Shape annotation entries
== == ==
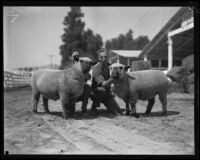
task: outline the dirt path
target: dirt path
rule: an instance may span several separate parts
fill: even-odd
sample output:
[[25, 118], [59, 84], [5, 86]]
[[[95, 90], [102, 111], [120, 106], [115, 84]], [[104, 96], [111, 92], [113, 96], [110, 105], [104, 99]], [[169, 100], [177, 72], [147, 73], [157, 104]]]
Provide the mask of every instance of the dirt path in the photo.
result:
[[[191, 116], [192, 113], [187, 115], [188, 110], [183, 115], [169, 111], [171, 116], [167, 118], [154, 112], [155, 117], [135, 119], [113, 116], [101, 107], [99, 116], [82, 117], [78, 103], [74, 119], [64, 120], [59, 101], [50, 101], [51, 115], [44, 113], [41, 102], [39, 113], [33, 114], [30, 93], [30, 90], [8, 92], [4, 97], [4, 150], [10, 154], [194, 154], [193, 135], [185, 133], [185, 140], [176, 138], [176, 134], [183, 132], [182, 127], [193, 125], [192, 119], [185, 126], [180, 121], [183, 116]], [[157, 109], [160, 110], [155, 106]], [[170, 134], [174, 134], [174, 141], [166, 140]]]

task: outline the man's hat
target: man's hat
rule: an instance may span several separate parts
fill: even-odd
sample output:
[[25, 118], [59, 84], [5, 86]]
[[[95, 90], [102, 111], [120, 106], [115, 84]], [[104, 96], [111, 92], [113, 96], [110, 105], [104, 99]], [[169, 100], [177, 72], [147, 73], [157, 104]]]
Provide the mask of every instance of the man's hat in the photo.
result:
[[80, 56], [79, 51], [73, 51], [73, 53], [72, 53], [72, 57], [74, 57], [74, 56]]
[[86, 61], [86, 62], [93, 62], [89, 57], [80, 57], [79, 58], [80, 61]]

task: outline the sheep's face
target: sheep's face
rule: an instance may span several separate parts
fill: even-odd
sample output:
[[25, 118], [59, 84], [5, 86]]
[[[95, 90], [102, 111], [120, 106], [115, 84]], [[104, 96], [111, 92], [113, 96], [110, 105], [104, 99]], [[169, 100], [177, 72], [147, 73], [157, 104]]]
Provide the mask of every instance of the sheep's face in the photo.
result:
[[173, 67], [167, 76], [172, 79], [172, 81], [180, 82], [184, 77], [187, 77], [190, 73], [184, 67]]
[[80, 59], [81, 70], [84, 73], [90, 71], [92, 66], [92, 61], [90, 59]]
[[110, 76], [112, 76], [115, 79], [123, 78], [125, 72], [126, 68], [123, 64], [114, 63], [110, 66]]

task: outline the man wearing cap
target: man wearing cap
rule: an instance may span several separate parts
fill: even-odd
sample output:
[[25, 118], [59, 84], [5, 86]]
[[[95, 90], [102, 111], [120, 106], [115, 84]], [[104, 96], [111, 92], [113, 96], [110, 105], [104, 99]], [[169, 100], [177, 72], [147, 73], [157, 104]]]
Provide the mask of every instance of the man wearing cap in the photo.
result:
[[102, 49], [98, 52], [99, 62], [92, 69], [92, 86], [91, 96], [93, 100], [91, 112], [93, 115], [97, 114], [97, 107], [103, 103], [108, 111], [111, 113], [120, 113], [121, 110], [118, 103], [114, 99], [111, 92], [111, 84], [114, 79], [110, 77], [108, 51]]
[[[72, 63], [70, 63], [69, 65], [65, 66], [64, 69], [68, 69], [70, 67], [72, 67], [73, 64], [76, 64], [80, 61], [87, 61], [88, 63], [92, 63], [92, 60], [88, 57], [80, 57], [80, 50], [73, 50], [72, 53]], [[91, 75], [88, 71], [88, 74], [86, 74], [85, 76], [85, 82], [87, 82], [87, 80], [89, 80], [91, 78]], [[88, 99], [90, 97], [90, 92], [91, 92], [91, 87], [89, 86], [89, 84], [85, 83], [84, 84], [84, 91], [83, 94], [78, 97], [77, 101], [82, 101], [82, 113], [86, 114], [87, 113], [87, 104], [88, 104]], [[75, 112], [75, 104], [73, 104], [73, 110]]]
[[69, 67], [71, 67], [73, 64], [78, 63], [79, 61], [79, 57], [80, 57], [80, 50], [73, 50], [72, 51], [72, 56], [69, 60], [68, 65], [66, 65], [64, 67], [64, 69], [68, 69]]

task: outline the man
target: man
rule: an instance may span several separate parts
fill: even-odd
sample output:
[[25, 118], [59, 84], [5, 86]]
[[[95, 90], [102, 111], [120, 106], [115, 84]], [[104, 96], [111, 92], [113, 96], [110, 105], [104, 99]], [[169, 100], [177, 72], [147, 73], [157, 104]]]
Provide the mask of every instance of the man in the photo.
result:
[[72, 56], [71, 56], [71, 58], [70, 58], [70, 60], [69, 60], [69, 63], [68, 63], [68, 65], [66, 65], [65, 67], [64, 67], [64, 69], [68, 69], [69, 67], [71, 67], [73, 64], [75, 64], [75, 63], [78, 63], [78, 61], [79, 61], [79, 57], [80, 57], [80, 50], [73, 50], [72, 51]]
[[[79, 62], [79, 60], [81, 60], [80, 58], [80, 50], [73, 50], [72, 51], [72, 62], [70, 64], [68, 64], [67, 66], [65, 66], [64, 69], [68, 69], [70, 67], [72, 67], [73, 64], [76, 64]], [[87, 80], [89, 80], [91, 78], [91, 75], [88, 73], [88, 75], [85, 77], [85, 82], [87, 82]], [[84, 91], [83, 91], [83, 94], [78, 98], [77, 102], [78, 101], [82, 101], [82, 114], [83, 115], [86, 115], [87, 114], [87, 104], [88, 104], [88, 99], [90, 97], [90, 92], [91, 92], [91, 87], [85, 83], [84, 85]], [[75, 104], [73, 104], [73, 112], [75, 112]]]
[[91, 106], [91, 112], [93, 115], [97, 114], [97, 107], [100, 107], [100, 103], [103, 103], [108, 111], [111, 113], [121, 114], [119, 105], [114, 99], [114, 95], [111, 92], [111, 84], [114, 79], [110, 77], [109, 63], [108, 63], [108, 51], [102, 49], [98, 52], [99, 62], [92, 69], [92, 86], [91, 96], [93, 104]]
== == ==
→ Problem to solve:
Extract the text of all the records above verbatim, excluding pictures.

→ Exercise output:
task: outline the dirt path
target: dirt path
rule: an instance may span several separate parts
fill: even-odd
sample output:
[[25, 118], [59, 84], [5, 86]]
[[[95, 90], [102, 111], [120, 106], [115, 84]], [[104, 96], [111, 92], [113, 96], [110, 105], [104, 99]], [[169, 100], [177, 72], [147, 73], [157, 104]]]
Provide the mask of every instance of the dirt path in the photo.
result:
[[[191, 116], [192, 113], [187, 115], [188, 110], [183, 115], [169, 111], [171, 116], [167, 118], [154, 112], [155, 117], [135, 119], [113, 116], [101, 107], [99, 116], [82, 117], [78, 103], [74, 119], [64, 120], [59, 101], [50, 101], [51, 115], [44, 113], [41, 102], [39, 113], [33, 114], [30, 93], [30, 90], [8, 92], [4, 97], [4, 150], [10, 154], [194, 154], [193, 135], [185, 133], [185, 140], [176, 138], [176, 134], [183, 132], [182, 127], [193, 125], [192, 119], [185, 126], [180, 121], [183, 116]], [[157, 109], [160, 110], [155, 106]], [[170, 134], [174, 134], [174, 141], [166, 140]]]

task: outline the man's hat
target: man's hat
rule: an instance may span several separate parts
fill: even-odd
sample output:
[[25, 118], [59, 84], [5, 86]]
[[[95, 90], [102, 111], [120, 106], [115, 84]], [[104, 96], [111, 92], [113, 96], [110, 105], [104, 99]], [[169, 100], [177, 72], [147, 73], [157, 104]]]
Provide the mask of every instance of the man's hat in the photo.
result:
[[80, 56], [79, 51], [73, 51], [73, 53], [72, 53], [72, 57], [74, 57], [74, 56]]
[[86, 61], [86, 62], [93, 62], [89, 57], [80, 57], [79, 58], [80, 61]]

task: outline the sheep's face
target: sheep's face
rule: an instance may span several separate parts
fill: even-odd
sample output:
[[25, 118], [59, 84], [5, 86]]
[[[95, 90], [102, 111], [120, 106], [115, 84]], [[104, 96], [111, 92], [113, 96], [110, 105], [104, 99]], [[169, 100], [177, 72], [147, 73], [157, 104]]]
Provide the mask of every instance of the sheep's face in the photo.
result:
[[173, 67], [167, 76], [172, 79], [172, 81], [180, 82], [184, 77], [187, 77], [190, 73], [184, 67]]
[[80, 59], [81, 70], [84, 73], [90, 71], [92, 66], [92, 61], [90, 59]]
[[110, 76], [112, 76], [115, 79], [123, 78], [125, 72], [126, 68], [123, 64], [114, 63], [110, 66]]

task: outline the man wearing cap
target: man wearing cap
rule: an instance may span several separate parts
fill: even-odd
sample output:
[[25, 118], [59, 84], [5, 86]]
[[[95, 90], [102, 111], [120, 106], [115, 84]], [[104, 96], [111, 92], [113, 96], [110, 105], [104, 99]], [[169, 100], [177, 72], [147, 73], [157, 104]]]
Provide the mask of every instance of the man wearing cap in the photo.
result:
[[102, 49], [98, 52], [99, 62], [92, 69], [92, 86], [91, 96], [93, 100], [91, 112], [93, 115], [97, 114], [97, 107], [103, 103], [108, 111], [111, 113], [120, 113], [121, 110], [118, 103], [114, 99], [111, 92], [111, 84], [114, 79], [110, 77], [108, 51]]
[[[72, 63], [70, 63], [69, 65], [65, 66], [64, 69], [68, 69], [70, 67], [72, 67], [73, 64], [76, 64], [80, 61], [87, 61], [88, 63], [92, 63], [92, 60], [88, 57], [80, 57], [80, 50], [73, 50], [72, 53]], [[91, 75], [88, 71], [88, 74], [86, 74], [85, 76], [85, 82], [87, 82], [87, 80], [89, 80], [91, 78]], [[88, 99], [90, 97], [90, 92], [91, 92], [91, 87], [89, 86], [89, 84], [85, 83], [84, 84], [84, 91], [83, 94], [78, 97], [77, 101], [82, 101], [82, 113], [86, 114], [87, 113], [87, 104], [88, 104]], [[75, 112], [75, 104], [73, 104], [73, 110]]]
[[69, 67], [71, 67], [73, 64], [78, 63], [79, 61], [79, 57], [80, 57], [80, 50], [73, 50], [72, 51], [72, 56], [69, 60], [68, 65], [66, 65], [64, 67], [64, 69], [68, 69]]

task: outline the man
target: man
rule: an instance may span several separate parts
fill: even-odd
sample output:
[[25, 118], [59, 84], [5, 86]]
[[[95, 90], [102, 111], [120, 106], [115, 84]], [[104, 96], [111, 92], [113, 96], [110, 105], [104, 99]], [[169, 100], [177, 72], [147, 73], [157, 104]]]
Provide the mask of every instance of the man in the photo.
result:
[[72, 56], [71, 56], [71, 58], [70, 58], [70, 60], [69, 60], [69, 63], [68, 63], [68, 65], [66, 65], [65, 67], [64, 67], [64, 69], [68, 69], [69, 67], [71, 67], [73, 64], [75, 64], [75, 63], [78, 63], [78, 61], [79, 61], [79, 57], [80, 57], [80, 50], [73, 50], [72, 51]]
[[[79, 62], [79, 60], [81, 60], [80, 58], [80, 50], [73, 50], [72, 51], [72, 62], [70, 64], [68, 64], [67, 66], [65, 66], [64, 69], [68, 69], [70, 67], [72, 67], [73, 64], [76, 64]], [[87, 80], [89, 80], [91, 78], [91, 75], [88, 73], [88, 75], [85, 77], [85, 82], [87, 82]], [[84, 91], [83, 91], [83, 94], [78, 98], [77, 102], [78, 101], [82, 101], [82, 114], [83, 115], [86, 115], [87, 114], [87, 104], [88, 104], [88, 99], [90, 97], [90, 92], [91, 92], [91, 87], [85, 83], [84, 85]], [[75, 104], [73, 104], [73, 112], [75, 112]]]
[[91, 106], [91, 112], [93, 115], [97, 114], [97, 107], [100, 107], [100, 103], [103, 103], [108, 111], [111, 113], [121, 114], [119, 105], [114, 99], [114, 95], [111, 92], [111, 84], [114, 79], [110, 77], [109, 63], [108, 63], [108, 51], [102, 49], [98, 52], [99, 62], [92, 69], [92, 86], [91, 96], [93, 104]]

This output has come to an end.